# Supplied information:
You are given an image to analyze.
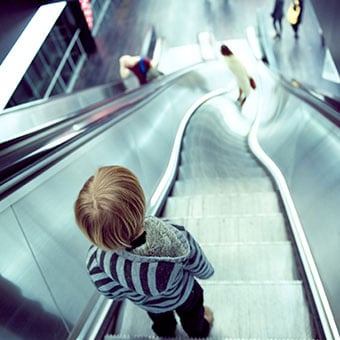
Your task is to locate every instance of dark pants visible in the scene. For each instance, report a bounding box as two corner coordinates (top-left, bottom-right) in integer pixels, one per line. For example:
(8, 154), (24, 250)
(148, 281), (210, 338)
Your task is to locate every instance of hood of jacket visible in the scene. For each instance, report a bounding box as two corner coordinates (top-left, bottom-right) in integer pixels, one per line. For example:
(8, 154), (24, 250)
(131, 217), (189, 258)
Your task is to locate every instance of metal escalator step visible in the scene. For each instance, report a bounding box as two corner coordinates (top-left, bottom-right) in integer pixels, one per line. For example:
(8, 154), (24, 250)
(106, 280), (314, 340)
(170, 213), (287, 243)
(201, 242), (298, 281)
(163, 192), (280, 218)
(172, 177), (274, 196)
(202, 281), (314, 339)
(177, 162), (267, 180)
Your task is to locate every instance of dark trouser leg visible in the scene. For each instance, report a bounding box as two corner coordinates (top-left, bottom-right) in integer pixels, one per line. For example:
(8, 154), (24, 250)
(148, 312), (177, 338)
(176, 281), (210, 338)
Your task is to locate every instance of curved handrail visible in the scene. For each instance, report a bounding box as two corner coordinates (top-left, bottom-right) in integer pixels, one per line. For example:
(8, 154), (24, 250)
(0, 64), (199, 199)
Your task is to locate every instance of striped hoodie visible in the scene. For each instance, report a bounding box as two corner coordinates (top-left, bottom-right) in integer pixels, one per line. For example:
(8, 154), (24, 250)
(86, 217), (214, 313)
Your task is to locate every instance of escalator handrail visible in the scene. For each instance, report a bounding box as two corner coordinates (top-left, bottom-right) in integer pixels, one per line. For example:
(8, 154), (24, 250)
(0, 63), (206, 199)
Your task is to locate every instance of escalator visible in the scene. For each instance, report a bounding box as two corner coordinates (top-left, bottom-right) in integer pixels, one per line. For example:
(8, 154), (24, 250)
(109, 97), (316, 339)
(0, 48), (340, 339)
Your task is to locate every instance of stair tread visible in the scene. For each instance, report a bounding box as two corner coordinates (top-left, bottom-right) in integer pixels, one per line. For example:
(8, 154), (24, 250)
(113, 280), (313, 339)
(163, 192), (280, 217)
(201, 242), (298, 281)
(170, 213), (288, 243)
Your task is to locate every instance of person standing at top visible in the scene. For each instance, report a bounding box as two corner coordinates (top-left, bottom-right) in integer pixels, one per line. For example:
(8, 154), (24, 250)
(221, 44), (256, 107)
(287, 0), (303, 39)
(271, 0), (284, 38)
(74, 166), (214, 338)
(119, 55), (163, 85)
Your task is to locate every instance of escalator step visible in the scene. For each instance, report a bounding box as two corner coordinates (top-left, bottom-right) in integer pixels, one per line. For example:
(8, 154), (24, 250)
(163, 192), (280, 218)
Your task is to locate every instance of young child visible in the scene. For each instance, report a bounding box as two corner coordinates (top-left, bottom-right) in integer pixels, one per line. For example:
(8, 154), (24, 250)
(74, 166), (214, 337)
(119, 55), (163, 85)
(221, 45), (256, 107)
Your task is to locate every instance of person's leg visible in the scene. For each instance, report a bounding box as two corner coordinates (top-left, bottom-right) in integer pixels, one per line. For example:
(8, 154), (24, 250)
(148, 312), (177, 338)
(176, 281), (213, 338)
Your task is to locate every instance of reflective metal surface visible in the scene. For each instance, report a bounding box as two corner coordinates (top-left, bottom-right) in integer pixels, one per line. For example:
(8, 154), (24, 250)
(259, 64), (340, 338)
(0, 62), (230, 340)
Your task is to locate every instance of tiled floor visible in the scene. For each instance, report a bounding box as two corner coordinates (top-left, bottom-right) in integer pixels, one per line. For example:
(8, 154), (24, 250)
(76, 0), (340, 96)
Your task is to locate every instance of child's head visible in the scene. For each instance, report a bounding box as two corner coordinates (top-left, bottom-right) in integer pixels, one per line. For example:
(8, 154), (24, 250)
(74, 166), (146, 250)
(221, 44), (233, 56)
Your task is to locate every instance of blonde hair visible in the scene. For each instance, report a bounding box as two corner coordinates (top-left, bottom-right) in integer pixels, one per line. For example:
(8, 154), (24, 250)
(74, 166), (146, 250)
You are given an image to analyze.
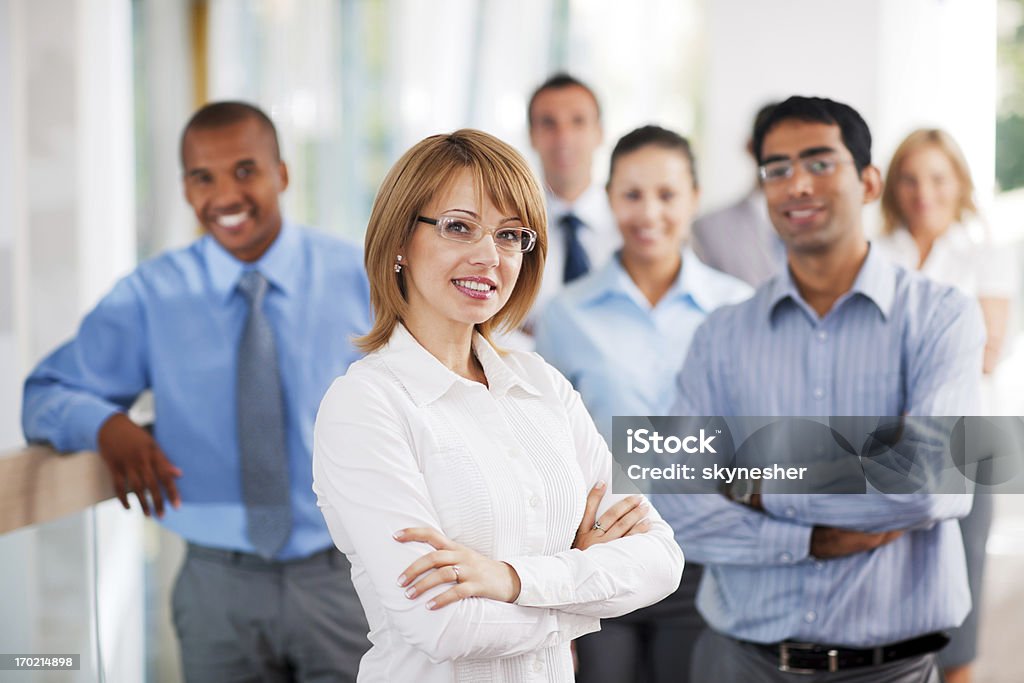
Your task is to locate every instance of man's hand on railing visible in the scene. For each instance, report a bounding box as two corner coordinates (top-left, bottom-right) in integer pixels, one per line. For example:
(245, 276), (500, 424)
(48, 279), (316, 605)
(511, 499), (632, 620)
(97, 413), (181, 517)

# Aim:
Copy out the data from the line with "Your task is to locate every instance of stair" up to and including the line with "(170, 213), (288, 243)", keeping every line the same.

# Output of the exercise:
Your task is to locate every instance of stair tread visible in the scene. For each instance, report a bounding box as two corner coordinates (top-left, bottom-right) in integer pixels, one per line. For example:
(8, 154), (24, 250)
(113, 280), (313, 339)
(163, 192), (280, 217)
(201, 242), (298, 281)
(170, 213), (288, 243)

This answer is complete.